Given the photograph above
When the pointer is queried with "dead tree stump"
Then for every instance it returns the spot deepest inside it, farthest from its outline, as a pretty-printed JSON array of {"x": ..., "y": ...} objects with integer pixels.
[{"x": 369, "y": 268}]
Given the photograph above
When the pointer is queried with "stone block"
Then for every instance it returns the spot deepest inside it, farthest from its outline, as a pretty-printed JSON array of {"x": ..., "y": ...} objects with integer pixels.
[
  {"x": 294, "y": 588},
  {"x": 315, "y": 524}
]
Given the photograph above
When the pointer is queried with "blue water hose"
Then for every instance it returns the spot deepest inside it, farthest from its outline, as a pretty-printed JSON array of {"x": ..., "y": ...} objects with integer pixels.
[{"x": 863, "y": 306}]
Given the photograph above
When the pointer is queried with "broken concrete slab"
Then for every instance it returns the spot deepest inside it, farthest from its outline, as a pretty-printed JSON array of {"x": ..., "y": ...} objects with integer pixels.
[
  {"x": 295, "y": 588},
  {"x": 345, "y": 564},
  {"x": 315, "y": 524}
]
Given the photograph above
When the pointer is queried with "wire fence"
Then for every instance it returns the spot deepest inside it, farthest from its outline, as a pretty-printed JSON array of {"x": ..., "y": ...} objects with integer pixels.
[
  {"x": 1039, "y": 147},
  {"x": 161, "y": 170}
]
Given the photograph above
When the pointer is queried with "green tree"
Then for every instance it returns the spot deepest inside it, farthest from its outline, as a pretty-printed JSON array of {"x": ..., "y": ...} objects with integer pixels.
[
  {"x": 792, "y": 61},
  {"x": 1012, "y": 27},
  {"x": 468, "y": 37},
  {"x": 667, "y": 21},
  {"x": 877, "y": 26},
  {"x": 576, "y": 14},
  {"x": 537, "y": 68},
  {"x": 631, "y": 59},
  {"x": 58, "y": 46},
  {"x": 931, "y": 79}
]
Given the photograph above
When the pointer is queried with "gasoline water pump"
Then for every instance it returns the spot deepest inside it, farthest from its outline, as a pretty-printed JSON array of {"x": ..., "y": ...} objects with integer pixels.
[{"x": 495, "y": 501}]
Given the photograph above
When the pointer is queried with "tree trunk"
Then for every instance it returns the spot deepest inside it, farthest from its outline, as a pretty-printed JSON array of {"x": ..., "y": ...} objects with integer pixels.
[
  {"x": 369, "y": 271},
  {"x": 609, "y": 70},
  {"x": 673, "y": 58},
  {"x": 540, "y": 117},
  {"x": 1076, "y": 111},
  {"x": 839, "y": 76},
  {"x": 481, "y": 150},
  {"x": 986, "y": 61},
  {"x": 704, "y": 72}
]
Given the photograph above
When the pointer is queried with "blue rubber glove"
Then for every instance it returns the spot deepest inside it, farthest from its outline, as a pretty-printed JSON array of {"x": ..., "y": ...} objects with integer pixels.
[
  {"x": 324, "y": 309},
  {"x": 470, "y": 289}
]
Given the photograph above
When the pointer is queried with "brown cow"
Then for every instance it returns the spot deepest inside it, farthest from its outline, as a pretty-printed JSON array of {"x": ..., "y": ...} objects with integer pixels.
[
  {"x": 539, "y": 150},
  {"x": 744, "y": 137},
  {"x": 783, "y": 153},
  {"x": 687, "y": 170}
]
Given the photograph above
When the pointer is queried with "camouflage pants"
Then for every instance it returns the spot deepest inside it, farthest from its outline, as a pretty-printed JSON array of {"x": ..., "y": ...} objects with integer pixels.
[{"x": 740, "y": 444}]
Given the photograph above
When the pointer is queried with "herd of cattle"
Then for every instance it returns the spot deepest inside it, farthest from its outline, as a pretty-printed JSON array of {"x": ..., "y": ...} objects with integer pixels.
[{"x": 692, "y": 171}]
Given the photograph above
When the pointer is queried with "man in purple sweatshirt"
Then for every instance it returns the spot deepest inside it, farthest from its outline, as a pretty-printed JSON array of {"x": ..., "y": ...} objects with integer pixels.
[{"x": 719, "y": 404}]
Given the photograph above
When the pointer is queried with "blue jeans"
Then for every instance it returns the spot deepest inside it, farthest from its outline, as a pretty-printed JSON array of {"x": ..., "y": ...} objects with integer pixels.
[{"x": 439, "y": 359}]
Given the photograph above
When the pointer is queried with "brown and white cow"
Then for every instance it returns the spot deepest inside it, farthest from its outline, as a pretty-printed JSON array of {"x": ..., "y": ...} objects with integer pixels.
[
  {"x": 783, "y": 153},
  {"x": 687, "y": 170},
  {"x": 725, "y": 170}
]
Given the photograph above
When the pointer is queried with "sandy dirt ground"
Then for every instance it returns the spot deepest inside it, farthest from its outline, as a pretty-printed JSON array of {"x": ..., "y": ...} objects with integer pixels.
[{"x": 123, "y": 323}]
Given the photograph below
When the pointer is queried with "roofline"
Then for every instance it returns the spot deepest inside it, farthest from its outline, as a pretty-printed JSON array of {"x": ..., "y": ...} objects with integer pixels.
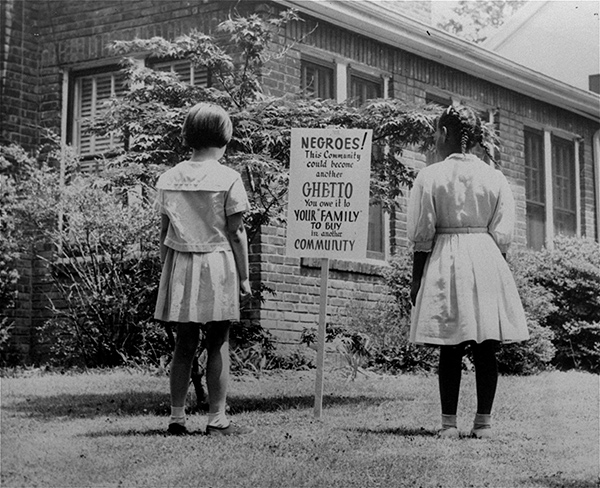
[
  {"x": 390, "y": 27},
  {"x": 513, "y": 25}
]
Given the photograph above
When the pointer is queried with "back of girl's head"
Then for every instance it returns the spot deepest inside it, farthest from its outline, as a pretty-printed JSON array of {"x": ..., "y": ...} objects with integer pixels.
[
  {"x": 206, "y": 125},
  {"x": 463, "y": 126}
]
++++
▶ [Try it]:
Each line in the listing above that includes the word "water" needs to be copied out.

▶ [Result of this exercise]:
When the pointer is queried with "blue water hose"
When the pointer is queried with "gasoline water pump"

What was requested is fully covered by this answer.